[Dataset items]
start

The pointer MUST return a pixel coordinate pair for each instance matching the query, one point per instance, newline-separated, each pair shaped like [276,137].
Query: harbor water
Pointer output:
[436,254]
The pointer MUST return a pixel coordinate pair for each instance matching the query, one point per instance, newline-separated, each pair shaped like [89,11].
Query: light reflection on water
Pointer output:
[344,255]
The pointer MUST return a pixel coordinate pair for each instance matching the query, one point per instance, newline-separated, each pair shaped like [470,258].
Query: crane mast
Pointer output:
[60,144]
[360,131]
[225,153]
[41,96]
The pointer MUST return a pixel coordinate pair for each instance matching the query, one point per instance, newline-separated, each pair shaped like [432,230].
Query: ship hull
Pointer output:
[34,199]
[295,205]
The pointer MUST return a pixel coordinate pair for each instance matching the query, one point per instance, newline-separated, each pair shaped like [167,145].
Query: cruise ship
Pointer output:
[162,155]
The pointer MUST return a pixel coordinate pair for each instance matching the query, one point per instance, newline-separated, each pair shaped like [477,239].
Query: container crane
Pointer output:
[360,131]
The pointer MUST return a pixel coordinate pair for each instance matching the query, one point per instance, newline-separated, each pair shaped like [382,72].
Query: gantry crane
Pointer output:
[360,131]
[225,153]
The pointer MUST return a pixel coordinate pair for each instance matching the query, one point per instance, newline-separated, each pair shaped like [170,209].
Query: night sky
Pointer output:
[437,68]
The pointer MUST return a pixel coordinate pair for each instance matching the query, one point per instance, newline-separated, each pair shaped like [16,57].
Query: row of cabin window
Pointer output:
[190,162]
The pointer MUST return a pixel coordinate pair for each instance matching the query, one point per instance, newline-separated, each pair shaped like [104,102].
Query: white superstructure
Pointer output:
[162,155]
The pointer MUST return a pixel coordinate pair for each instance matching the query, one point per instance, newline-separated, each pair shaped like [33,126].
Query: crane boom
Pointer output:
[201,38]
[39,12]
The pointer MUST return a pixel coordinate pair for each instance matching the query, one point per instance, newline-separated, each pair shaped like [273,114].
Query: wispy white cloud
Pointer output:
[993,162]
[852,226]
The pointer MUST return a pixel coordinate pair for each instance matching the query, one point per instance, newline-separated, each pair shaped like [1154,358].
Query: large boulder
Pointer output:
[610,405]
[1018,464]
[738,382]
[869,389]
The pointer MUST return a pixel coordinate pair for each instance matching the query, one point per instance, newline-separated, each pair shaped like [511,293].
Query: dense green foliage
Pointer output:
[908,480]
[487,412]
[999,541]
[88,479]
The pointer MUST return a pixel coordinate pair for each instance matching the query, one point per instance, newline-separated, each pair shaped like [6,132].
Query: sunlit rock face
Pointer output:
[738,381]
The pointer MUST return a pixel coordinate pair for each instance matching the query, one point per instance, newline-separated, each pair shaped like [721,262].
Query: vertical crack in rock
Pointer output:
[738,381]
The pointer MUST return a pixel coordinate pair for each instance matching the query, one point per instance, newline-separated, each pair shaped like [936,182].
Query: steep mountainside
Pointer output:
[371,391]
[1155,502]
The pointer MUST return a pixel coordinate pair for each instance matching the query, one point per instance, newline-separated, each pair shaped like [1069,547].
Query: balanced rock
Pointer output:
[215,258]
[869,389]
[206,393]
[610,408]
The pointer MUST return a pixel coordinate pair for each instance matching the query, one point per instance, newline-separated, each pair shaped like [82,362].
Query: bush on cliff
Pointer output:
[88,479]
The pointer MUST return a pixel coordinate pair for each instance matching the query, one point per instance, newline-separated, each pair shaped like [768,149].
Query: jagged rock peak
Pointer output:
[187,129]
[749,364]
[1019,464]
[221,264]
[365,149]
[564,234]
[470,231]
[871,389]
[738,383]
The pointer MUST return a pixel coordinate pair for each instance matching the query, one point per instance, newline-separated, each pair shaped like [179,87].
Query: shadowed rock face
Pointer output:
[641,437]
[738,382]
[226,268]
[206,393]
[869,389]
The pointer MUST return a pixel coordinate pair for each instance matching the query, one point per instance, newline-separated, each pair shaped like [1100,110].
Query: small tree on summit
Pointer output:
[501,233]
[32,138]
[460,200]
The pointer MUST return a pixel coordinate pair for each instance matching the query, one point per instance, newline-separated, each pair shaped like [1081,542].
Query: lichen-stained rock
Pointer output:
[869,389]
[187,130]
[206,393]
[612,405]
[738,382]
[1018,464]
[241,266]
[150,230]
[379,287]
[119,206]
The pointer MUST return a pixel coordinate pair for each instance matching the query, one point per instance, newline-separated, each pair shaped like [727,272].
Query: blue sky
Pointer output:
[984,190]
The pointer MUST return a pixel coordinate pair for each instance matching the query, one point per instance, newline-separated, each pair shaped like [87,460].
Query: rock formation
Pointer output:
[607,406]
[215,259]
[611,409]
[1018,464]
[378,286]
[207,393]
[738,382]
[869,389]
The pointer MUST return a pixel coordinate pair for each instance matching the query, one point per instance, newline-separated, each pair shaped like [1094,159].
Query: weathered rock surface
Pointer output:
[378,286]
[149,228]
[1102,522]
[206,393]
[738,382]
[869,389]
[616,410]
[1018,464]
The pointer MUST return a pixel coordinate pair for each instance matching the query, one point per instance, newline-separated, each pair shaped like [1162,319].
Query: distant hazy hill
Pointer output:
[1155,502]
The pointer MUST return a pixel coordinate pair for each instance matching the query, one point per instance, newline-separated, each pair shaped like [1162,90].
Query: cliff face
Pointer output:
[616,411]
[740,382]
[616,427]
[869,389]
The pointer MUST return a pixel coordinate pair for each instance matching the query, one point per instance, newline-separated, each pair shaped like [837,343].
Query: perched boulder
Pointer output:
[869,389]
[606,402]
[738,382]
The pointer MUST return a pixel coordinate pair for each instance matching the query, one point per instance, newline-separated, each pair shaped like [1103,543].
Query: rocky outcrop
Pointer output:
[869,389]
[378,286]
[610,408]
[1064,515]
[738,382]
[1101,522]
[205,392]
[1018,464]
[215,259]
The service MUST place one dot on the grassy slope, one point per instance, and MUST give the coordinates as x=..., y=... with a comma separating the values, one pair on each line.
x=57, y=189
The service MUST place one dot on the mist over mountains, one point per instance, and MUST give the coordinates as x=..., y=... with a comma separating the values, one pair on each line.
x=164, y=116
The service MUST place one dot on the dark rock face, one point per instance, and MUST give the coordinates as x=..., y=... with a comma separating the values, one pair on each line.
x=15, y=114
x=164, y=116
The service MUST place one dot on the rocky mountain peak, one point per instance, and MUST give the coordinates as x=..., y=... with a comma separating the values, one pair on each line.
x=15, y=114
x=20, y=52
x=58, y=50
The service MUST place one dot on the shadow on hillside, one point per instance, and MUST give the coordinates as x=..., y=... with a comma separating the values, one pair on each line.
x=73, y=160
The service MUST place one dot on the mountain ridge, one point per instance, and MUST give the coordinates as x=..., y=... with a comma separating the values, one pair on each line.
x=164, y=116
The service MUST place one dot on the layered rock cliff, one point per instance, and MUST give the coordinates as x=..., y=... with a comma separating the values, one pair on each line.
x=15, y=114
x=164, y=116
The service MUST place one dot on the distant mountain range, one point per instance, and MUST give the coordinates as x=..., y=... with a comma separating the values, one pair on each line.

end

Exercise goal. The entries above must be returned exactly.

Problem solution.
The pointer MUST return a pixel coordinate pair for each instance matching the query, one point per instance, newline-separated, each pair shaped like [276,137].
Query: harbor water
Pointer output:
[436,254]
The pointer MUST return a pixel coordinate pair for each instance matching the query, one point per instance, newline-separated, each pair shaped like [89,11].
Query: light reflection on water
Pointer output:
[344,255]
The pointer MUST return a pixel coordinate pair for each instance matching the query, one point per instance, newline-separated, each pair shaped like [470,258].
Query: crane mast
Pointer output:
[60,144]
[360,131]
[225,153]
[41,96]
The pointer MUST return a pixel coordinate pair for each instance matching the query, one point per instance, newline-separated, each pair shaped like [432,230].
Query: ship hull
Pointer output:
[34,199]
[295,205]
The pointer MUST return a pixel coordinate pair for each instance matching the query, one point per instance, newline-separated, each pair shaped like [167,145].
Query: cruise ship
Pointer output:
[162,155]
The pointer MUST return a pixel coordinate pair for each instance matching the query, one point per instance, newline-separated, each pair shaped like [477,239].
Query: container crane
Pointer output:
[360,131]
The pointer MUST return a pixel coordinate pair for each instance matching the query, one point per instance, newline-separated, each pair shaped like [382,72].
Query: gantry crane
Pointer output:
[360,131]
[225,153]
The pointer MUST return a pixel coordinate pair for each instance matching the query, one point per instance, newline-separated, each pair shaped like [170,209].
Query: night sky
Pointer output:
[437,68]
The pointer MUST return a pixel coordinate pair for each instance matching the query, one point per instance, newline-separated, each pair shaped like [16,57].
Query: row of cabin window
Pointer output:
[190,162]
The pointer MUST return a pixel coordinate pair for each instance matching the query, one point per instance, newline-separated, each pair shaped like [104,102].
Query: white superstructure
Pointer output:
[162,155]
The pointer MUST return a pixel coordinate pair for each instance matching the query, one point per instance, newline-separated, each pair shaped like [33,126].
Query: crane boom
Pointer output:
[201,38]
[39,12]
The pointer MUST return a pixel coordinate pair for each instance matching the query, one point per instance, newline-separated, each pair shaped like [273,114].
Query: wispy white cloud
Pointer output:
[993,162]
[852,226]
The pointer MUST return a pixel coordinate pair for each instance matching the query, one point per instance, newline-separated, each pair shaped like [1154,358].
Query: large boulder
Pointer output:
[610,405]
[1018,464]
[738,382]
[869,389]
The pointer MUST return a pixel coordinate pair for each instance matching the query, one point per instance, newline-separated, each pair shaped like [511,293].
Query: dense green foliage
Pointer output:
[908,480]
[487,412]
[999,541]
[88,479]
The pointer MUST return a pixel coordinate pair for each instance matching the query, one point per instance, newline-separated, each pair shaped like [6,132].
Query: sunlit rock face
Pointer output:
[738,381]
The pointer MUST return a pixel coordinate pair for each instance matching the query, one point per instance, newline-separated, each pair shaped like [721,262].
Query: vertical crack in rock
Pointer output:
[738,381]
The pointer MUST return a pixel coordinate pair for each instance matching the query, one point per instance, newline-separated, each pair shaped like [936,182].
Query: steep mountainside
Pointer output:
[371,391]
[1155,502]
The pointer MUST return a pixel coordinate pair for each instance matching the query, one point per instance, newline-separated, each pair shaped like [1069,547].
Query: balanced rock
Pointer output:
[215,258]
[869,389]
[206,393]
[610,408]
The pointer MUST return a pixel coordinate pair for each instance matching the query, one point per instance, newline-separated, each pair shaped like [82,362].
Query: bush on cliff
Pointer output:
[88,479]
The pointer MUST return a pixel coordinate pair for each instance matching the query, one point per instance, newline-separated, each pair shaped like [768,149].
Query: jagged rock peak
Pointer output:
[187,129]
[749,364]
[1019,464]
[221,264]
[365,149]
[564,234]
[470,231]
[871,389]
[738,383]
The pointer MUST return a pixel coordinate pair for each instance matching the query, one point per instance, newline-separated, each pair shaped like [179,87].
Query: shadowed rock face
Pointer output:
[641,437]
[738,382]
[226,268]
[206,393]
[869,389]
The pointer MUST return a pixel coordinate pair for each instance matching the query, one point per instance, newline-separated, each pair shaped like [1100,110].
Query: small tree on summit
Pointer output:
[501,233]
[32,138]
[460,200]
The pointer MUST return a pixel coordinate pair for each instance matching the query, one point per instance, newline-separated, each pair shaped like [1081,542].
Query: lichen-stained rock
Pointer output:
[869,389]
[187,130]
[206,393]
[612,405]
[738,382]
[1018,464]
[241,266]
[150,230]
[379,287]
[119,206]
The pointer MUST return a pixel coordinate pair for each instance matching the query, one point per instance, newline-separated, each pair shaped like [727,272].
Query: blue sky
Pointer output:
[984,190]
The pointer MUST return a pixel coordinate pair for each instance matching the query, one point per instance, newline-separated, each pair shaped like [87,460].
Query: rock formation
Pointer output:
[607,406]
[215,259]
[611,409]
[1018,464]
[378,286]
[207,393]
[738,382]
[869,389]
The pointer MUST return a pixel coordinate pair for each instance matching the query, one point per instance, newline-separated, each pair shaped like [1094,159].
Query: weathered rock surface
Pointer output:
[378,286]
[149,228]
[1102,522]
[206,393]
[738,382]
[869,389]
[616,410]
[1018,464]
The pointer MUST return a pixel coordinate pair for each instance matching the query, one point per instance, newline-separated, each pair shaped like [1162,319].
Query: distant hazy hill
Pointer output:
[1155,502]
The pointer MUST return a pixel coordinate pair for each instance matching the query, one point per instance, newline-separated, each pair shaped like [1162,90].
Query: cliff face
Pointer output:
[616,411]
[740,382]
[616,427]
[869,389]
The pointer MUST return a pixel coordinate pair for each instance matching the query, one point per instance, newline-separated, each pair shaped like [837,343].
Query: perched boulder
Pointer output:
[869,389]
[606,402]
[738,382]
The pointer MUST return a pixel coordinate pair for each instance matching the query, one point per instance, newline-separated, each pair shaped like [1103,543].
Query: rocky outcrop
Pointer output:
[869,389]
[378,286]
[610,408]
[1064,515]
[738,382]
[1101,522]
[205,392]
[1018,464]
[215,259]
The service MUST place one dot on the grassy slope, one point per instance, and MUST give the coordinates as x=..., y=... with a comma separating the values, one pair on each line.
x=57, y=189
The service MUST place one dot on the mist over mountains, one point per instance, and MUST give the coordinates as x=..., y=... with a comma separating the values, one pair on each line.
x=164, y=116
The service MUST place one dot on the dark rock face, one point per instance, and MUST give the coordinates as x=..., y=... with a comma separating the values, one pair on each line.
x=15, y=114
x=164, y=116
The service MUST place one dot on the rocky mountain peak, one point per instance, and MUST give the coordinates as x=..., y=... with a comma separating the values, one pair on each line.
x=15, y=114
x=20, y=52
x=58, y=50
The service MUST place one dot on the shadow on hillside, one point per instance, and MUST give the coordinates as x=..., y=... with a comma separating the values, one pair on each line.
x=73, y=160
The service MUST place one dot on the mountain ridge, one point per instance, and MUST give the coordinates as x=..., y=... with a comma separating the values, one pair on each line.
x=164, y=116
The service MUST place one dot on the layered rock cliff, one point per instance, and MUST give the coordinates as x=..., y=... with a comma separating the values, one pair on each line.
x=15, y=114
x=164, y=116
The service MUST place one dot on the distant mountain range, one point per instance, and MUST give the coordinates as x=..., y=... with a comma separating the values, one pair on each line.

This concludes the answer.